#### [COSA SI RICHIEDE]
Restituisca senza alcuna modifica la porzione del brano sulle dichiarazioni di Sarri che comincia con "Maurizio Sarri, allenatore" e prosegue fino a "considerazione da Sarri.".

#### [BRANO]
Le spiegazioni di Sarri non convincono dopo la sconfitta con il Napoli

Maurizio Sarri, allenatore della Juventus, dopo la sconfitta con il Napoli, ha così commentato:

“Abbiamo fatto una partita blanda dal punto di vista mentale e quindi anche la fase offensiva ne ha risentito. Gara di scarsa energia mentale e blanda anche a livello difensivo. Abbiamo perso giustamente perché abbiamo giocato una brutta gara; ci abbiamo messo tanto del nostro”.

  • Umiltà, sudore e sacrificio sono da sempre le caratteristiche della Juventus, che da Trapattoni a Lippi ad Allegri ha sempre avuto allenatori che hanno preso molto sul serio questo atteggiamento. Il fatto che ora in questo campionato abbia spesso avuto delle pause mentali di questo tipo, mi sembra sia un campanello d’allarme, che va oltre il dato oggettivo di continuare a essere in testa al campionato e che dovrebbe essere preso maggiormente in considerazione da Sarri.

“Quando la situazione è quella che abbiamo mostrato noi stasera, è difficile cambiare un reparto o un singolo giocatore. Mentalmente aveva poche energie. Nel finale ho visto che i nostri esterni non stavano giocando bene ed abbiamo provato con Douglas”.

#### [DATI DI PARTENZA]
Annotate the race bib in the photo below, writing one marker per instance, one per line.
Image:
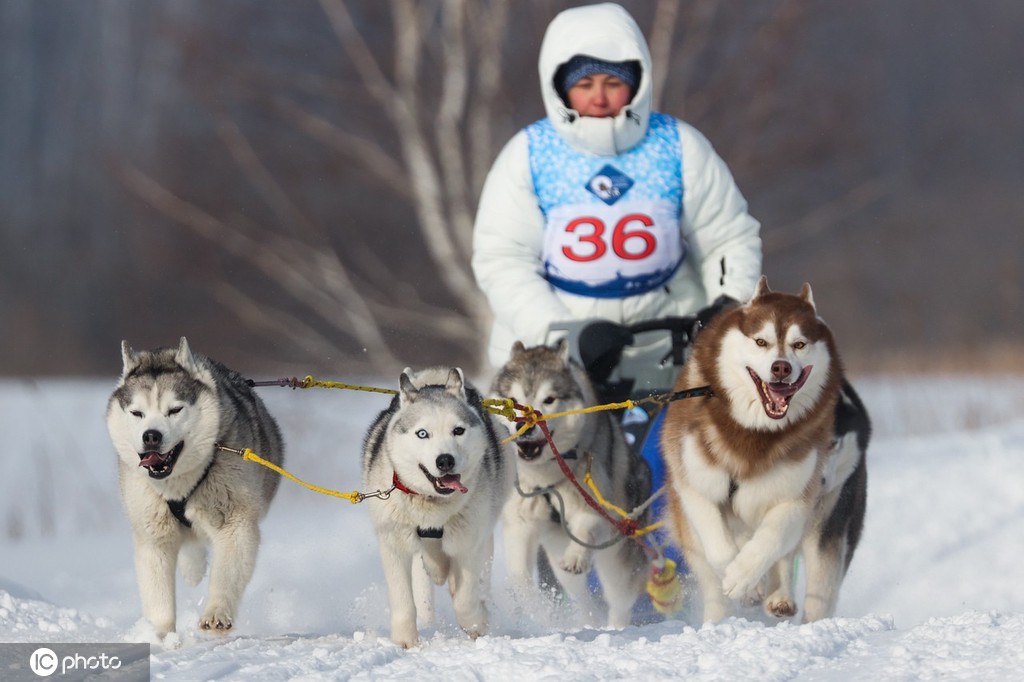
(611, 223)
(612, 251)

#### [ESITO DELLA CONSEGNA]
Maurizio Sarri, allenatore della Juventus, dopo la sconfitta con il Napoli, ha così commentato:

“Abbiamo fatto una partita blanda dal punto di vista mentale e quindi anche la fase offensiva ne ha risentito. Gara di scarsa energia mentale e blanda anche a livello difensivo. Abbiamo perso giustamente perché abbiamo giocato una brutta gara; ci abbiamo messo tanto del nostro”.

  • Umiltà, sudore e sacrificio sono da sempre le caratteristiche della Juventus, che da Trapattoni a Lippi ad Allegri ha sempre avuto allenatori che hanno preso molto sul serio questo atteggiamento. Il fatto che ora in questo campionato abbia spesso avuto delle pause mentali di questo tipo, mi sembra sia un campanello d’allarme, che va oltre il dato oggettivo di continuare a essere in testa al campionato e che dovrebbe essere preso maggiormente in considerazione da Sarri.